(Entries drawn from a collection)
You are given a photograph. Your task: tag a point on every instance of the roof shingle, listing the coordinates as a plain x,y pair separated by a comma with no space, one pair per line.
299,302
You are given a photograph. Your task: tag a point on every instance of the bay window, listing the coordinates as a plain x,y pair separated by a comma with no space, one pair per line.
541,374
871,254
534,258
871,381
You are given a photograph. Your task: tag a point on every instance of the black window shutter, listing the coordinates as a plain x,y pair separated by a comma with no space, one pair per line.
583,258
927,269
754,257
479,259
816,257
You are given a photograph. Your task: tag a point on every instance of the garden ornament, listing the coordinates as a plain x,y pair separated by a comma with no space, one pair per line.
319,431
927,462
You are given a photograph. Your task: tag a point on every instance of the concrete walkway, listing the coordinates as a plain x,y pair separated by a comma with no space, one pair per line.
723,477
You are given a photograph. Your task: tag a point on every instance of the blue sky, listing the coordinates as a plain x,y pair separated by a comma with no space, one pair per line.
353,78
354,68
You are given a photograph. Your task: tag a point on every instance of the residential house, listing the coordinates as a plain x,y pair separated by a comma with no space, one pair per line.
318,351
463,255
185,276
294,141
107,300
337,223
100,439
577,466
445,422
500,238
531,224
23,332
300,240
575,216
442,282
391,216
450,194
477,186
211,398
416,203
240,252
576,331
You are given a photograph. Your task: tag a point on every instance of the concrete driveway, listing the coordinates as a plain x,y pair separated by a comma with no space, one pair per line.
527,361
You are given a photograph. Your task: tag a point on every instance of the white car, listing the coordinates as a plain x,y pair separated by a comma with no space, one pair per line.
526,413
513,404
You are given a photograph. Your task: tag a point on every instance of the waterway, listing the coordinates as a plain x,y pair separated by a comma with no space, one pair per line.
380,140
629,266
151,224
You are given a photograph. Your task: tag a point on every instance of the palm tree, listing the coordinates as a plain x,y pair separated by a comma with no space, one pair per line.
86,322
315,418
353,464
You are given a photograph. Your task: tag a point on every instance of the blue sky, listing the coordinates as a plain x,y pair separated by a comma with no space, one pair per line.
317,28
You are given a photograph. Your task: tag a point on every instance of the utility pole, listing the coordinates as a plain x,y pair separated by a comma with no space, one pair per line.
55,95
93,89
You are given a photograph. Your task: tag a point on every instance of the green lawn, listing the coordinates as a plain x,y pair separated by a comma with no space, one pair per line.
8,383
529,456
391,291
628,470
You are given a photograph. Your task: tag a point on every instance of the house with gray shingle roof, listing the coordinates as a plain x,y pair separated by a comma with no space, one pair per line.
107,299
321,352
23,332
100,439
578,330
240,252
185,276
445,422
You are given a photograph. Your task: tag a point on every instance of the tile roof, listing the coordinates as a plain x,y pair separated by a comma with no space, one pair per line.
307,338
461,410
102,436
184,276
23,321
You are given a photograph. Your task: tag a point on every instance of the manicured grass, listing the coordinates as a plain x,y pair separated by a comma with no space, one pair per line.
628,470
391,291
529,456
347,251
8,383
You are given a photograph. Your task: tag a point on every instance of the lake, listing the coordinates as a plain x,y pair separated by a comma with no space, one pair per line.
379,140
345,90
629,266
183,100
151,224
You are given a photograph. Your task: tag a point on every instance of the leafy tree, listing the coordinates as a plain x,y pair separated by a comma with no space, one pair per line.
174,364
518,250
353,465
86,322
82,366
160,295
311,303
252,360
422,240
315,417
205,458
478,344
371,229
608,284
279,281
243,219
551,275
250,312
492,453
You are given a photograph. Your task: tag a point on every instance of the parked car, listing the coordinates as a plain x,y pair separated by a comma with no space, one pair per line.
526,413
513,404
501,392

## Problem requirements
Format all of the records above as a two-column CSV with the header row record_text,answer and one row per record. Put each record's text and its answer each in one double-quoted field, and replace any line breaks with spaces.

## Exercise answer
record_text,answer
"You are given a photograph. Your task: tag a point on every instance of the roof shingle, listing the coordinates as a plain x,y pair separated by a comma with no space, one pair per line.","299,302"
"You are given a photograph. Your task: tag a point on every instance of the bay window, listing the coordinates as a plain x,y pair separated by a comma with no space, one pair per line.","541,374 871,254 534,258 871,381"
"You are given a photograph. Your task: tag a point on every instance of the black window shutter, listing the coordinates as a plain x,y pair separated by a comma with no space, one pair per line.","583,258 927,269 754,257 479,259 816,257"
"You are given a photograph. Your task: tag a point on every instance of the garden ornament, listing the coordinates as a plain x,y pair separated by a comma with no space, one pair per line.","319,431 927,462"
"You are given a photograph. Your task: tag a point on every instance of the concrete walkway, listing the coordinates as a plain x,y pair separated by a comma with no space, one pair per line.","723,477"
"You are given a photograph. Your task: tag a point on every instance of the blue sky, listing the coordinates as a plain x,y pair separated by a comma with no space, one pair per line.","353,78 354,68"
"You are given a photograph. Your task: tag a point on every instance of the residential house, listing the coordinates as a plain x,y pair separated by a comma with no space, one pair per line.","318,351 463,255 185,276 294,141 107,300 337,223 100,439 577,466 445,422 500,238 531,224 23,332 300,240 575,216 442,282 391,216 450,194 477,186 211,398 416,203 240,252 576,331"
"You are given a photograph. Your task: tag a point on every instance of the concrete driveway, listing the coordinates as a plain x,y pair separated by a comma with no space, one pair per line.","527,361"
"You are given a photograph. Your task: tag a point on every instance of the white car, listing the coordinates as a plain x,y pair separated by a comma with no space, one pair per line.","526,413 513,404"
"You are given a photograph. Your task: tag a point on every instance of the waterway, listing the coordinates as a plain x,y pair separated by a comma with no space, one pair per line.","380,140 629,266 151,224"
"You are given a photograph. Your task: tag a point on every instance of the palm tree, listing the coordinates as a plain x,y pair separated by a comma with no space, one pair per line.","86,322 315,418 353,464"
"You are given a photograph. Your task: tag a point on every instance of the blue sky, listing the coordinates as a plain x,y pair separated by a comma with no space, one pair per line.","317,28"
"You are given a photograph. Your task: tag a point on every instance of the utility pole, listing the coordinates as a plain x,y pair separated by a comma with no space, one pair per line.","55,95 93,89"
"You are given a photograph. Your task: tag a point on every instance of the green lawn, listing the coordinates as a plain x,y pair separated by a comma with no space, one pair per line.","8,383 529,456 391,291 628,470"
"You are given a photograph. Your task: tag a point on every instance of the house with gray shingle roof, listing the coordinates as a plain x,y pair separated by a comma with no space, one pair per line.","107,299 321,352 23,332 100,439 578,330 240,252 185,276 445,422"
"You are given a photograph. Your task: tag a point on every instance of the tile roof, listing the coordinates as a plain x,y pair separated by a comma with no space, one pair per line.","307,338 461,410 102,436 184,276 23,321"
"You are given a photograph. Your task: tag a point on every instance of the manicured grass, listing the coordinates as a plain x,y pair separated by a comma with no space, one pair per line.","628,470 391,291 529,456 347,251 8,383"
"You are given a photograph. Your task: tag a point on every instance of the lake, listing the coordinates as a plain x,y pair separated by a comma with no space, one pair per line.","379,140 345,90 629,266 183,100 151,224"
"You are given a photograph. Your task: tag a point on every instance of the leafy tree, listing the coordinates as a plain x,y pair separated by a comma with no space, one pair per line.","174,364 518,250 353,465 86,322 82,366 160,295 311,303 252,360 422,240 315,417 205,458 478,344 371,229 608,284 279,281 243,219 551,275 250,312 492,453"
"You are given a photograph. Your task: tag a point on every instance of the parked car, listing the coordinates as a plain x,y pair separated by a comma with no space, one pair per line.","526,413 513,404 501,392"